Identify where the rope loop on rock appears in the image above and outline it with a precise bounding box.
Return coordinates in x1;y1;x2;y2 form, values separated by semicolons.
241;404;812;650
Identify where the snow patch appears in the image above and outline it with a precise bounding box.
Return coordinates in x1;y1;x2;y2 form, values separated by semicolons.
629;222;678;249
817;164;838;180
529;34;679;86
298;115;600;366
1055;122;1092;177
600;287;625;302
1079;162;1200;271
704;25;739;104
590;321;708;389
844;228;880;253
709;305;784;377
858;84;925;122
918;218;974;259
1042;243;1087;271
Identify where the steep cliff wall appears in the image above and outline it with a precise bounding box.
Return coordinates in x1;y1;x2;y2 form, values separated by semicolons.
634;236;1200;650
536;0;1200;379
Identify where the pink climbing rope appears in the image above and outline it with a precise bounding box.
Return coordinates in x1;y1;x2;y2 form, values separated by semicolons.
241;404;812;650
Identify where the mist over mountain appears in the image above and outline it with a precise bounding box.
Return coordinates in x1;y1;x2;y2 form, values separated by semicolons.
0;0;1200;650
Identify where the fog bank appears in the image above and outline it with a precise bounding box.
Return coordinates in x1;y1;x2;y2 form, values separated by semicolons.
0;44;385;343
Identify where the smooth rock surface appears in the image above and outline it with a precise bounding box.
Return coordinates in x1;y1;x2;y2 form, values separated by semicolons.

^^^^^^^^^^^^^^^^

Directive: Turn every line of the items above into a JSON list of strings, one string per line, leaving out any blank lines.

Written solution:
[
  "Identify where the rope loop on rock appears in the image above and outline it with a precise bounding box.",
  "Return coordinates in x1;y1;x2;y2 form, values separated by semicolons.",
  "241;404;812;650",
  "Identify where the snow patch appears in the image above and outline it with a precise bounding box.",
  "Return coordinates in x1;y1;x2;y2 form, values separated by semicolons.",
  "629;222;678;249",
  "817;164;838;180",
  "529;34;679;86",
  "298;115;600;366",
  "1055;122;1092;177",
  "600;287;625;302",
  "1079;162;1200;271",
  "704;25;739;104",
  "590;321;708;389",
  "844;228;880;253",
  "709;305;784;377",
  "858;84;925;122",
  "918;218;974;259",
  "1042;243;1087;271",
  "Identify where the steep cliff wall appears in the image above and outline it with a precise bounding box.",
  "Return coordinates in x1;y1;x2;y2 form, values separated by semicolons.",
  "634;236;1200;650",
  "536;0;1200;379",
  "Identify where the pink climbing rope appears in the image above and outline it with a precise bounding box.",
  "Return coordinates in x1;y1;x2;y2 form, values separated by semicolons.",
  "241;404;812;650",
  "Identify where the mist over mountain appears in the image above and outline it with a precise bounding box.",
  "Return coordinates in x1;y1;x2;y2 form, values separated by semicolons.",
  "0;0;1200;650",
  "Identify where the fog bank appears in the image above and outline it with a precise bounding box.",
  "Return coordinates in x1;y1;x2;y2 form, values separated by semicolons.",
  "0;44;385;343",
  "Identify where the smooth rock surface appears in the image above and outline it with a precise bounding box.",
  "Return coordinates in x1;y1;x2;y2 form, values separated by semicolons."
]